#### RECORDS TO PROCESS ####

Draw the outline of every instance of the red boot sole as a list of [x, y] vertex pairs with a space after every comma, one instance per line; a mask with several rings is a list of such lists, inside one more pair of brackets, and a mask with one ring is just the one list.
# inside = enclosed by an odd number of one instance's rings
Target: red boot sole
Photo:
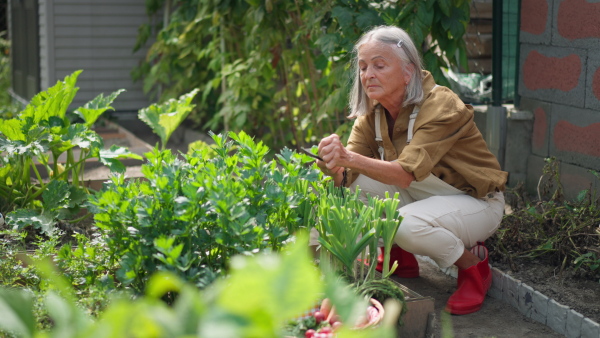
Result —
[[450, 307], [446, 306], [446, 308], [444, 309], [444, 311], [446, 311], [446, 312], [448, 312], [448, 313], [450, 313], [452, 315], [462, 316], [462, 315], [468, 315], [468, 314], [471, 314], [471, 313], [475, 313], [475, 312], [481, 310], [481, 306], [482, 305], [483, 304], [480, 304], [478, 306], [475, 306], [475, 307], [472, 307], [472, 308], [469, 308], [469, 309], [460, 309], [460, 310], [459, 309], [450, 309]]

####

* **TASK TO COMPLETE**
When you restate the listing, keep every word as it is and drop the pictures.

* **EXPECTED ANSWER**
Draw the outline of every instance of the red boot sole as a list of [x, y] vertex pairs with a space after every comma, one instance per line; a mask with several rings is a list of such lists, inside one more pair of brackets, and a mask with one ring is just the one list.
# inside = enclosed by an odd number of one instance's rings
Target: red boot sole
Photo:
Result —
[[450, 307], [446, 306], [446, 308], [444, 309], [444, 311], [446, 311], [446, 312], [448, 312], [448, 313], [450, 313], [452, 315], [462, 316], [462, 315], [468, 315], [468, 314], [471, 314], [471, 313], [475, 313], [475, 312], [481, 310], [481, 306], [482, 305], [483, 304], [480, 304], [478, 306], [475, 306], [475, 307], [472, 307], [472, 308], [469, 308], [469, 309], [460, 309], [460, 310], [459, 309], [450, 309]]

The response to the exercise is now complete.